→ **Your objective**
Filter the rows below, keeping only the lines that contain the string "beak". Copy each such line.

[Entries from a dataset]

+++

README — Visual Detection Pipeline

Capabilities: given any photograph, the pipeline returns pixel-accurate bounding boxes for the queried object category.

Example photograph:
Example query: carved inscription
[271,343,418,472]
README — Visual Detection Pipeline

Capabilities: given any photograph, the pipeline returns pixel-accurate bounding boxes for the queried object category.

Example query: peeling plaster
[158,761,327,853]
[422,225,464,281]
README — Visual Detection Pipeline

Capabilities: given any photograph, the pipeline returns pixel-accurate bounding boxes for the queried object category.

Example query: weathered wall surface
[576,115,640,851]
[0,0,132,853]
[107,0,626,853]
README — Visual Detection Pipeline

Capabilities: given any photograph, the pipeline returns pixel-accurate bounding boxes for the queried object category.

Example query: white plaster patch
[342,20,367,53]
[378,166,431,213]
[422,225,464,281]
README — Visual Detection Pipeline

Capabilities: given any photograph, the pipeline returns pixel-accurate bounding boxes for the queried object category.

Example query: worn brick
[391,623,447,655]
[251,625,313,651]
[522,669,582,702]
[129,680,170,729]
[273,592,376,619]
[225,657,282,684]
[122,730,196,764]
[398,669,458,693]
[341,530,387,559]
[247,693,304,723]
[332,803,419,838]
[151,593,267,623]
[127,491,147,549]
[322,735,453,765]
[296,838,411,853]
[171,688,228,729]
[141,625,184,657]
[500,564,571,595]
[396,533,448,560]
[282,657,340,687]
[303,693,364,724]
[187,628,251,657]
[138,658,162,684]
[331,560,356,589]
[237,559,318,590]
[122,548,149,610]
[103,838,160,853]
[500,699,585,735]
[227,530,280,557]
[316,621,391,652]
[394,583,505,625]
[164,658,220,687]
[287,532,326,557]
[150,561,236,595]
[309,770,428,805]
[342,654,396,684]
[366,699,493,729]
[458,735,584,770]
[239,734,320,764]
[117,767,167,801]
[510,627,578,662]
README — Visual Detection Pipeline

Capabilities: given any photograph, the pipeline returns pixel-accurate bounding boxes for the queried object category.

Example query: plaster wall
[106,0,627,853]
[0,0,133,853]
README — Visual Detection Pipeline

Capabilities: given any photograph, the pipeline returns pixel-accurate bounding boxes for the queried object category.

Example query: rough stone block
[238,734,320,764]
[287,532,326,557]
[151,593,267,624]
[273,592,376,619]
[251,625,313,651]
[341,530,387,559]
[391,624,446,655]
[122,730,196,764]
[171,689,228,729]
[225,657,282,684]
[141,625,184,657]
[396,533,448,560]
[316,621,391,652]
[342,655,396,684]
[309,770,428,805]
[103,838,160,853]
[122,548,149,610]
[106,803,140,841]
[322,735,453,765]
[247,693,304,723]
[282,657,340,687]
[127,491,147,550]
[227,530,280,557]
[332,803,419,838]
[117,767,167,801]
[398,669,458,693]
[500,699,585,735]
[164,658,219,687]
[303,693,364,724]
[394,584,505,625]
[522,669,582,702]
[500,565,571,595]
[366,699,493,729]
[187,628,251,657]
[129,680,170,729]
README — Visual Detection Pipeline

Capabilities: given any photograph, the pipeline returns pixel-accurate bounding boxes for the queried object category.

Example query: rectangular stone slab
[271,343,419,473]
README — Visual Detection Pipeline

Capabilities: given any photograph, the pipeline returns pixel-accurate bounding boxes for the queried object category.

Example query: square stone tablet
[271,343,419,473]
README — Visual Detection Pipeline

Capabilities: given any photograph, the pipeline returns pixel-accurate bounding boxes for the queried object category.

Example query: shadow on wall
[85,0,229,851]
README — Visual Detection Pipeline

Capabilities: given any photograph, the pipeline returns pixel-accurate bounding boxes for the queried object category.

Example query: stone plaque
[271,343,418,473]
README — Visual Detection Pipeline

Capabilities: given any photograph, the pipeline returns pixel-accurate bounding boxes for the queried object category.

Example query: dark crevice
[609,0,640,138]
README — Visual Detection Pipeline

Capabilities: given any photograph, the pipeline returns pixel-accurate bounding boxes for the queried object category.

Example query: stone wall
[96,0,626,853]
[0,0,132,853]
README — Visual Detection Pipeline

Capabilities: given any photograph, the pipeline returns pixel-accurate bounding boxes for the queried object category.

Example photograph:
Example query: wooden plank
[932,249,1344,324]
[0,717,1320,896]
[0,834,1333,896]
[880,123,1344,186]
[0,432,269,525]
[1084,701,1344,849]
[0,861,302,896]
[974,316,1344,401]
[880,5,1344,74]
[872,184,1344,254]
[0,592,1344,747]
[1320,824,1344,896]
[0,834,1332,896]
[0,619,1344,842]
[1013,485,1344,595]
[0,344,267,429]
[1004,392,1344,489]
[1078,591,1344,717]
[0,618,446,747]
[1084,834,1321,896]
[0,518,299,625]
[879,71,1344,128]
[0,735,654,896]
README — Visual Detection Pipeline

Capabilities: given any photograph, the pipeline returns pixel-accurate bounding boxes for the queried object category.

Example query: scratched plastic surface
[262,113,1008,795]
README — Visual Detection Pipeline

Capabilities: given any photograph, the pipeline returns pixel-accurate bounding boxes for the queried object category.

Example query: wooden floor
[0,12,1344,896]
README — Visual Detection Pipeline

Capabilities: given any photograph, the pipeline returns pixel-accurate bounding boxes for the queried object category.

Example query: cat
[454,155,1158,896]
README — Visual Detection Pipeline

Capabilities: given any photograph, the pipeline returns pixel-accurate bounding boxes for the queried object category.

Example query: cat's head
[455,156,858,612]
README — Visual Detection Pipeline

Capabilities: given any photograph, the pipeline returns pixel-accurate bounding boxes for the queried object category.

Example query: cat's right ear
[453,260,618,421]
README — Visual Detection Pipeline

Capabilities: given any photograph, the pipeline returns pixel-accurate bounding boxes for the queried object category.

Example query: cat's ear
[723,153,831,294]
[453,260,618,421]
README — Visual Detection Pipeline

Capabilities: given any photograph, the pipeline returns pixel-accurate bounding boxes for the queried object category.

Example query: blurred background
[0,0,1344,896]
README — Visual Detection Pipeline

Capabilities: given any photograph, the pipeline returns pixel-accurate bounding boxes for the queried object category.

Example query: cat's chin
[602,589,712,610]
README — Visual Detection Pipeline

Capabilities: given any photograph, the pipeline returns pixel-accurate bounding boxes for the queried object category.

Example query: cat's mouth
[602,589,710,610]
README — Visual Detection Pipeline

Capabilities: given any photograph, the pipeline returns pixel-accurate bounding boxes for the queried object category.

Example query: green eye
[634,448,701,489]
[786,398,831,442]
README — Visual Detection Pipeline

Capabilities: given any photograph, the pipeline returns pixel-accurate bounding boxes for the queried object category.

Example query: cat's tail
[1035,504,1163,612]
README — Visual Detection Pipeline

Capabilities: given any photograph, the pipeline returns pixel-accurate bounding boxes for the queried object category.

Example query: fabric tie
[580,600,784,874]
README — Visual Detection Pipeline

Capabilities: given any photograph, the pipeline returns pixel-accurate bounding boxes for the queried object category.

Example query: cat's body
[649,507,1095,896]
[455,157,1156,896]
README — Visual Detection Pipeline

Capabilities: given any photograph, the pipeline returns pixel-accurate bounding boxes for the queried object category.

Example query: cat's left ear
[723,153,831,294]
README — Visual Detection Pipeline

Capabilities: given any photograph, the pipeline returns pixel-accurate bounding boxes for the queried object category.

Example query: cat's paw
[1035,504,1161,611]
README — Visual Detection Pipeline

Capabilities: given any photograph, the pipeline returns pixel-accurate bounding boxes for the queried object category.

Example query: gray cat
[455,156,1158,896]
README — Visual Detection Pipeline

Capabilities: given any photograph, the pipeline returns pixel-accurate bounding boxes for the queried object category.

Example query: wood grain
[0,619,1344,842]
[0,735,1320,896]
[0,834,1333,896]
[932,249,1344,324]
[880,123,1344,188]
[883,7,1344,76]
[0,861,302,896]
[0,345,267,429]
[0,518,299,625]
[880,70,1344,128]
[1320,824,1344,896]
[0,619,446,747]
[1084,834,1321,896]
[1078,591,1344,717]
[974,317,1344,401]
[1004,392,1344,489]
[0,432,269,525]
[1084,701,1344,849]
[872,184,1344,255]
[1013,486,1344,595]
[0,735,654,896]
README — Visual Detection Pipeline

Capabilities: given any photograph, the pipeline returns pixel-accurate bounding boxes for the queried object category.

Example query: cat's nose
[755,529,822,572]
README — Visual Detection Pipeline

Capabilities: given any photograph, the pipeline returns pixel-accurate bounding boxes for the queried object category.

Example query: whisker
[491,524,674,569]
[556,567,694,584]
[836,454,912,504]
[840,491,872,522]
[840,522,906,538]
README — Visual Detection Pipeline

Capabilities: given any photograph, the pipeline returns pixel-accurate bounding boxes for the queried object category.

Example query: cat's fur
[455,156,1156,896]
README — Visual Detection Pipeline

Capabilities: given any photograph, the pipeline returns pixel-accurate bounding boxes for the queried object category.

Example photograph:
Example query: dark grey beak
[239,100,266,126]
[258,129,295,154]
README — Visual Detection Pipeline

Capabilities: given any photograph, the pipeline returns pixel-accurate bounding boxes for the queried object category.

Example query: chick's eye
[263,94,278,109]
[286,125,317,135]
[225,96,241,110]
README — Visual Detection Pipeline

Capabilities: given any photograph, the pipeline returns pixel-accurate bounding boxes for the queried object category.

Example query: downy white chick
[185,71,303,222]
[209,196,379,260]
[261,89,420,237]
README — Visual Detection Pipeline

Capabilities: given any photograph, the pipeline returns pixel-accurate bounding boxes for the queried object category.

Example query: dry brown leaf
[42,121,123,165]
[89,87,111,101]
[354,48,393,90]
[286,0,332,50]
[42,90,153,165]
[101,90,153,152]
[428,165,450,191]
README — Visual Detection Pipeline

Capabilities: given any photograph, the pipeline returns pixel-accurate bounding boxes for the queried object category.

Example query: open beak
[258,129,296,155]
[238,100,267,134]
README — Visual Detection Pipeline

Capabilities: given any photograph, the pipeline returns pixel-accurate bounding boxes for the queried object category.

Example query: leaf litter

+++

→ **Response**
Example query: dark grey beak
Example query: open beak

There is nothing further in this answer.